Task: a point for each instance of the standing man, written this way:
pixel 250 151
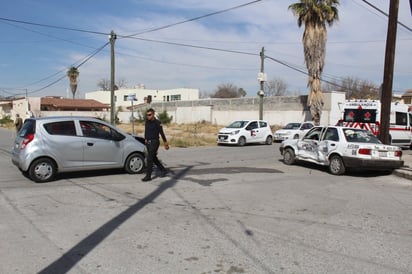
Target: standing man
pixel 18 123
pixel 152 129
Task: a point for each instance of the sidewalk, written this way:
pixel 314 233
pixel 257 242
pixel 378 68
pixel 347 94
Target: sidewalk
pixel 406 170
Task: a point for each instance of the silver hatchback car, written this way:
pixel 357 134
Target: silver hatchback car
pixel 46 146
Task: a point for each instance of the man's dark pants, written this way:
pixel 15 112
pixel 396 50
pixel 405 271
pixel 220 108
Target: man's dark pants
pixel 152 147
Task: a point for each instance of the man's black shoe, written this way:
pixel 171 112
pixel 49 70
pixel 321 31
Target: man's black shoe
pixel 163 174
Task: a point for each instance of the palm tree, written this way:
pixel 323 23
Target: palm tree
pixel 314 14
pixel 73 73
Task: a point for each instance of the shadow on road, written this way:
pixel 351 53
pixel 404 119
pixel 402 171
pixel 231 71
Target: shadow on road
pixel 69 259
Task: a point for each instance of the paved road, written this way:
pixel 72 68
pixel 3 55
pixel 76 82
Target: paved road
pixel 222 210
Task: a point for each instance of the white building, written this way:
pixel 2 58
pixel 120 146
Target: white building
pixel 144 95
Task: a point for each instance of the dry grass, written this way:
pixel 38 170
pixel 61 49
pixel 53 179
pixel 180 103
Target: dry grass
pixel 183 135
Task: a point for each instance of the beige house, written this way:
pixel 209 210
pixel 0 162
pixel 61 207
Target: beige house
pixel 143 95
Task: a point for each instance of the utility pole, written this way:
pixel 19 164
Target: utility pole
pixel 261 79
pixel 386 96
pixel 112 101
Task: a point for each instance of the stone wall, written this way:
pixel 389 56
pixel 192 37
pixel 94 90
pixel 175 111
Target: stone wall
pixel 278 110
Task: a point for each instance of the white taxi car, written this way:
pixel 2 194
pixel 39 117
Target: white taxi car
pixel 245 132
pixel 292 131
pixel 341 148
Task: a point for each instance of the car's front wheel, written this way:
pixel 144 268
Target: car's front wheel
pixel 336 165
pixel 289 156
pixel 42 170
pixel 134 163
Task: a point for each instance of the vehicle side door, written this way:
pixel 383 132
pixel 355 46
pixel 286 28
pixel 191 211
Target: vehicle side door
pixel 100 147
pixel 308 146
pixel 62 143
pixel 328 143
pixel 304 127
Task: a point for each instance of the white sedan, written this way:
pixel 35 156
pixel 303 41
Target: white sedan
pixel 292 131
pixel 340 148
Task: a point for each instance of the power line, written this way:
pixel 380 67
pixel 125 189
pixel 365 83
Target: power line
pixel 50 26
pixel 386 14
pixel 193 19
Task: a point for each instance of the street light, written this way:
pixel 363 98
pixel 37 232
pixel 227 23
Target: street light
pixel 132 97
pixel 261 78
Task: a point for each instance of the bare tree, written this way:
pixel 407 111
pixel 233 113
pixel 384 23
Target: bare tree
pixel 228 91
pixel 275 87
pixel 73 74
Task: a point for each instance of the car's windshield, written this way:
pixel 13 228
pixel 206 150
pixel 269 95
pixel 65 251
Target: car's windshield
pixel 360 136
pixel 292 126
pixel 237 124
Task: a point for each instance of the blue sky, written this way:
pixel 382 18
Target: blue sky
pixel 33 57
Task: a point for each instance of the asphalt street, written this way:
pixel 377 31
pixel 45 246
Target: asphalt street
pixel 220 210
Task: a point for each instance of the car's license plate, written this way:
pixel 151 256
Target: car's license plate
pixel 383 153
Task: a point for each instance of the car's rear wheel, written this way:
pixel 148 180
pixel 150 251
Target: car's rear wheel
pixel 289 156
pixel 242 141
pixel 336 165
pixel 269 140
pixel 42 170
pixel 134 163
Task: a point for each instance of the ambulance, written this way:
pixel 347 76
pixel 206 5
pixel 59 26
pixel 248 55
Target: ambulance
pixel 366 114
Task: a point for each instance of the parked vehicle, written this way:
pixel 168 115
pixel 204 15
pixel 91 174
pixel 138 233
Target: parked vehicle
pixel 292 131
pixel 341 148
pixel 366 114
pixel 245 132
pixel 46 146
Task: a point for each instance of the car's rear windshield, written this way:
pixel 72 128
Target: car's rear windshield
pixel 360 136
pixel 29 127
pixel 292 126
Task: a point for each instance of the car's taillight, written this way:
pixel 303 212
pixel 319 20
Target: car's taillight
pixel 365 151
pixel 27 140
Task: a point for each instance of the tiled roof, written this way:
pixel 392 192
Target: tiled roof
pixel 408 92
pixel 72 103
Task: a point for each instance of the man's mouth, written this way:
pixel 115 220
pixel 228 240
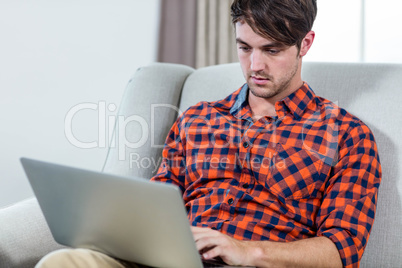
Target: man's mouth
pixel 259 80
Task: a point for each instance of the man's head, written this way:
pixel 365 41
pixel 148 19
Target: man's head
pixel 272 36
pixel 284 21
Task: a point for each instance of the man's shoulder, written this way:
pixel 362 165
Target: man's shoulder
pixel 205 107
pixel 344 119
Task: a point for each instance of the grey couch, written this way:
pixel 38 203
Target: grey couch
pixel 370 91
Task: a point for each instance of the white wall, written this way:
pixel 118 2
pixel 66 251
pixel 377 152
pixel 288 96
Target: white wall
pixel 342 37
pixel 55 55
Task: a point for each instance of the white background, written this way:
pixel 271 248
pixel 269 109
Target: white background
pixel 57 54
pixel 54 55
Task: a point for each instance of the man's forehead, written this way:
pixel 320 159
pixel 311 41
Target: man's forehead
pixel 245 34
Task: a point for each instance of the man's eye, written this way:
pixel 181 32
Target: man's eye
pixel 273 51
pixel 245 49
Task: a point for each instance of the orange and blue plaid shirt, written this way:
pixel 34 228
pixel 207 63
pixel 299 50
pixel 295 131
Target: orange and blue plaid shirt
pixel 313 170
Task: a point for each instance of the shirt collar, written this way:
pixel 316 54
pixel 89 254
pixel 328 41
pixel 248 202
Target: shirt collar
pixel 295 104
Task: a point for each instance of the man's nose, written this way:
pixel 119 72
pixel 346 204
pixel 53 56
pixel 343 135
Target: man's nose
pixel 257 62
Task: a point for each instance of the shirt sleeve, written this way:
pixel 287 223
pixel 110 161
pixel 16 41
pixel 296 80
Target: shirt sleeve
pixel 172 169
pixel 349 203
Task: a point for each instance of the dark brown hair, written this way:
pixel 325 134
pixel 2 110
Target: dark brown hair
pixel 284 21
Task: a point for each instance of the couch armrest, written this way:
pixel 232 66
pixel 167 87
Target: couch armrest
pixel 25 237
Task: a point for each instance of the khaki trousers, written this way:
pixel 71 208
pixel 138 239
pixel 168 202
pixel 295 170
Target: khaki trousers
pixel 75 258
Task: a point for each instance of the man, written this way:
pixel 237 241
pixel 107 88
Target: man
pixel 273 175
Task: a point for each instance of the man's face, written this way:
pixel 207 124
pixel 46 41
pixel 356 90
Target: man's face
pixel 272 70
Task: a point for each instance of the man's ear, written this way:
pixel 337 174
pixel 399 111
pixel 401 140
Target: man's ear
pixel 306 43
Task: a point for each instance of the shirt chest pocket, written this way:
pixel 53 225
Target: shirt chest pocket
pixel 295 173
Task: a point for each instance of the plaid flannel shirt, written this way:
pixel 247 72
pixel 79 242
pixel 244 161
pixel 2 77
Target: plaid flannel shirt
pixel 313 170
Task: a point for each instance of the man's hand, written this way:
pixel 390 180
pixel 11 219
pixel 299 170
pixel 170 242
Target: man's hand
pixel 311 252
pixel 214 244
************
Required work: Change every "written this way" in the data above to "in this format" and give all of the data again with nothing else altered. Leave the pictures out.

Solution to the problem:
Task: a point for each instance of the standing man, in this format:
pixel 250 151
Target: standing man
pixel 18 123
pixel 152 129
Task: a point for each instance of the sidewalk, in this format:
pixel 314 233
pixel 257 242
pixel 378 68
pixel 347 94
Target: sidewalk
pixel 406 170
Task: a point for each instance of the silver hatchback car, in this format:
pixel 357 134
Target: silver hatchback car
pixel 46 146
Task: a point for each instance of the man's dark pants, in this format:
pixel 15 112
pixel 396 50
pixel 405 271
pixel 220 108
Target: man's dark pants
pixel 152 147
Task: a point for each instance of the man's black shoe, in this format:
pixel 171 112
pixel 49 70
pixel 321 31
Target: man's black shoe
pixel 163 174
Task: a point for each instance of the palm tree, in this format:
pixel 323 23
Target: palm tree
pixel 314 14
pixel 73 73
Task: a point for each instance of the shadow on road, in this format:
pixel 351 53
pixel 404 119
pixel 402 171
pixel 231 71
Target: shadow on road
pixel 69 259
Task: a point for each instance of the paved road, in this format:
pixel 72 68
pixel 3 55
pixel 76 82
Target: paved road
pixel 222 210
Task: a point for each instance of the white building, in this format:
pixel 2 58
pixel 120 146
Target: white building
pixel 144 95
Task: a point for each instance of the dry grass, in this format:
pixel 38 170
pixel 61 49
pixel 53 179
pixel 180 103
Target: dry grass
pixel 183 135
Task: a point for each instance of the beige house, in this format:
pixel 209 210
pixel 0 162
pixel 61 207
Target: beige house
pixel 143 95
Task: a point for each instance of the utility pole, in this format:
pixel 19 164
Target: utility pole
pixel 261 79
pixel 386 96
pixel 112 101
Task: a point for each instance of the stone wall, in this format:
pixel 389 56
pixel 192 37
pixel 94 90
pixel 175 111
Target: stone wall
pixel 278 110
Task: a point for each instance of the white taxi car, in this format:
pixel 2 194
pixel 39 117
Target: white taxi car
pixel 245 132
pixel 292 131
pixel 341 148
Task: a point for each instance of the car's front wheel, in this format:
pixel 144 268
Target: car's front wheel
pixel 336 165
pixel 289 156
pixel 42 170
pixel 134 163
Task: a point for each instance of the vehicle side door, in this format:
pixel 383 132
pixel 355 46
pixel 286 28
pixel 191 211
Target: vehicle side door
pixel 100 147
pixel 308 146
pixel 62 143
pixel 328 143
pixel 304 127
Task: a point for each instance of the white sedan, in this format:
pixel 35 156
pixel 303 41
Target: white sedan
pixel 292 131
pixel 340 148
Task: a point for each instance of the power line, in this format:
pixel 380 67
pixel 125 189
pixel 365 83
Target: power line
pixel 50 26
pixel 386 14
pixel 193 19
Task: a point for each instance of the street light, in this format:
pixel 363 98
pixel 37 232
pixel 227 23
Target: street light
pixel 132 97
pixel 261 78
Task: a point for each instance of the bare tree, in this format:
pixel 407 111
pixel 233 113
pixel 384 23
Target: bare tree
pixel 228 91
pixel 275 87
pixel 73 74
Task: a point for each instance of the car's windshield, in this format:
pixel 13 228
pixel 206 150
pixel 269 95
pixel 65 251
Target: car's windshield
pixel 360 136
pixel 292 126
pixel 237 124
Task: a point for each instance of the blue sky, in this format:
pixel 382 18
Target: blue sky
pixel 33 57
Task: a point for each instance of the asphalt street, in this format:
pixel 377 31
pixel 45 246
Target: asphalt street
pixel 220 210
Task: a point for each instance of the car's license plate, in this format:
pixel 151 256
Target: car's license plate
pixel 383 153
Task: a point for each instance of the car's rear wheel, in this format:
pixel 148 180
pixel 150 251
Target: car's rear wheel
pixel 289 156
pixel 242 141
pixel 336 165
pixel 269 140
pixel 42 170
pixel 134 163
Task: a point for each instance of the ambulance, in this format:
pixel 347 76
pixel 206 5
pixel 59 26
pixel 248 55
Target: ambulance
pixel 366 114
Task: a point for each instance of the parked vehicle, in this format:
pixel 168 115
pixel 204 15
pixel 91 174
pixel 138 233
Target: parked vehicle
pixel 292 131
pixel 341 148
pixel 366 114
pixel 245 132
pixel 46 146
Task: a point for each instance of the car's rear windshield, in this format:
pixel 72 128
Target: car's rear windshield
pixel 360 136
pixel 29 127
pixel 292 126
Task: a point for each instance of the car's taillight, in this format:
pixel 303 212
pixel 319 20
Target: car's taillight
pixel 365 151
pixel 27 140
Task: a point for each instance of the tiled roof, in this format:
pixel 392 192
Target: tiled roof
pixel 408 92
pixel 72 103
Task: a point for each instance of the man's mouth, in this format:
pixel 115 220
pixel 228 240
Target: man's mouth
pixel 259 80
Task: a point for each instance of the man's head, in this format:
pixel 365 41
pixel 148 19
Target: man's head
pixel 272 36
pixel 284 21
Task: a point for each instance of the man's shoulder, in this format:
pixel 362 165
Target: man's shoulder
pixel 205 107
pixel 344 119
Task: a point for each instance of the grey couch, in this format:
pixel 38 203
Target: grey couch
pixel 370 91
Task: a point for each instance of the white wall, in this format:
pixel 118 2
pixel 66 251
pixel 377 152
pixel 288 96
Target: white wall
pixel 342 37
pixel 55 55
Task: a point for each instance of the white background, in this format:
pixel 271 248
pixel 269 109
Target: white background
pixel 57 54
pixel 54 55
Task: a point for each instance of the man's forehead, in this format:
pixel 320 159
pixel 311 41
Target: man's forehead
pixel 245 34
Task: a point for each instance of the man's eye, in this format:
pixel 181 32
Target: man's eye
pixel 273 51
pixel 245 49
Task: a point for each instance of the orange and blue plaid shirt, in this format:
pixel 34 228
pixel 207 63
pixel 299 50
pixel 295 131
Target: orange and blue plaid shirt
pixel 313 170
Task: a point for each instance of the shirt collar, in this format:
pixel 316 54
pixel 89 254
pixel 328 41
pixel 248 202
Target: shirt collar
pixel 295 104
Task: a point for each instance of the man's nose, in this format:
pixel 119 72
pixel 346 204
pixel 53 56
pixel 343 135
Target: man's nose
pixel 257 62
Task: a point for each instance of the shirt sleeve, in this format:
pixel 287 223
pixel 110 161
pixel 16 41
pixel 296 80
Target: shirt sleeve
pixel 172 169
pixel 349 203
Task: a point for each instance of the dark brown hair, in this format:
pixel 325 134
pixel 2 110
Target: dark brown hair
pixel 284 21
Task: a point for each instance of the couch armrest, in this format:
pixel 232 66
pixel 167 87
Target: couch armrest
pixel 25 237
Task: a point for each instance of the khaki trousers, in this format:
pixel 71 208
pixel 138 239
pixel 168 202
pixel 295 170
Target: khaki trousers
pixel 75 258
Task: a point for each instance of the man, in this format:
pixel 237 241
pixel 107 88
Target: man
pixel 273 175
Task: a point for each instance of the man's face, in this format:
pixel 207 124
pixel 46 41
pixel 356 90
Target: man's face
pixel 272 70
Task: a point for each instance of the man's ear, in this format:
pixel 337 174
pixel 399 111
pixel 401 140
Target: man's ear
pixel 306 43
Task: a point for each instance of the shirt chest pocket, in this format:
pixel 53 225
Target: shirt chest pocket
pixel 295 173
Task: a point for each instance of the plaid flannel shirt, in this format:
pixel 247 72
pixel 79 242
pixel 244 161
pixel 2 77
Target: plaid flannel shirt
pixel 313 170
Task: a point for each instance of the man's hand, in this format:
pixel 390 180
pixel 11 219
pixel 299 170
pixel 170 242
Target: man's hand
pixel 311 252
pixel 214 244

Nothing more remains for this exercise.